-- Selected passage start --

Dr Borlaug last visited India in 1995, by coincidence again, the then US Agriculture Secretary, Mr Dan Glickman, was visiting. Mr Glickman in his meeting with ministers, had talked tough on the approaching WTO, and how Indian farmers should learn to live without huge subsidies.

When this was conveyed to Dr Borlaug by a scribe for his comments, with his ill-concealed contempt for politicians, he said: "What does he (Glickman) know about poor farmers?"

He held forth on how the US was encouraging arms sale around the globe worth billions of dollars that could well have been used to feed the hungry.

The next meeting with Borlaug was at the World Food Summit in Rome, in 1996.

Annoyed by this scribe's India-specific questions the Nobel Laureate shot back, "Why don't you journalists have a global focus? After all, this is the World Food Summit."

-- Selected passage end --
-- Recorded information start --

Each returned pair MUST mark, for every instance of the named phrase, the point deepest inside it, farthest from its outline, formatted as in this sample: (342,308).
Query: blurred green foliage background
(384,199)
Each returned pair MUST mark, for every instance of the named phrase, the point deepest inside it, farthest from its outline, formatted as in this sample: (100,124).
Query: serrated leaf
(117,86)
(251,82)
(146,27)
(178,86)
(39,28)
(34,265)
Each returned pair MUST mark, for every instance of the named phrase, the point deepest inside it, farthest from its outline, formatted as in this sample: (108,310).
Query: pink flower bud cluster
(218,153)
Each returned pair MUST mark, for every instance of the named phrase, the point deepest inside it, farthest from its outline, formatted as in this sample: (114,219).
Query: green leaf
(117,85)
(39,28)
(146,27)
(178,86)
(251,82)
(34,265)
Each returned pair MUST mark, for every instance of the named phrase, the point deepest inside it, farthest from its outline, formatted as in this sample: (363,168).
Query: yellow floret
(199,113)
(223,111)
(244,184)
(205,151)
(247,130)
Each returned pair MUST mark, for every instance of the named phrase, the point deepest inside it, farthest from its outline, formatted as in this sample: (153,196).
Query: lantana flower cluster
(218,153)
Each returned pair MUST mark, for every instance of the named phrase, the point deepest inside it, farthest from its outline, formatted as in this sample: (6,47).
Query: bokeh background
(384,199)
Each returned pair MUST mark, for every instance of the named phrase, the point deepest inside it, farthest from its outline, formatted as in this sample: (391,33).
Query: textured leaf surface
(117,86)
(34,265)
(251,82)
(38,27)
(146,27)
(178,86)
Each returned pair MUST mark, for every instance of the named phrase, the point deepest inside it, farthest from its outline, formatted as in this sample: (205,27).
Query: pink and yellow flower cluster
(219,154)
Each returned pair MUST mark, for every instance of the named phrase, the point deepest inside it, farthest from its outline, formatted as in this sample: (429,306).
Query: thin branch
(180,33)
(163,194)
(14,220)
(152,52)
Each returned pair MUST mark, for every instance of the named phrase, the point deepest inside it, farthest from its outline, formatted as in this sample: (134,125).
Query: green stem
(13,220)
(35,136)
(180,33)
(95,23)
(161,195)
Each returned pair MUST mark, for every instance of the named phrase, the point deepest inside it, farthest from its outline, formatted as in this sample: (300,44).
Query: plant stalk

-- Recorded information end --

(Written request 1)
In the passage about Dr Borlaug, where and in what year was the World Food Summit held?
(Written request 2)
From the passage about Dr Borlaug, output word for word the part that begins with the words containing "When this was" and ends with "feed the hungry.".

(Exercise answer 1)
Rome, in 1996.

(Exercise answer 2)
When this was conveyed to Dr Borlaug by a scribe for his comments, with his ill-concealed contempt for politicians, he said: "What does he (Glickman) know about poor farmers?"

He held forth on how the US was encouraging arms sale around the globe worth billions of dollars that could well have been used to feed the hungry.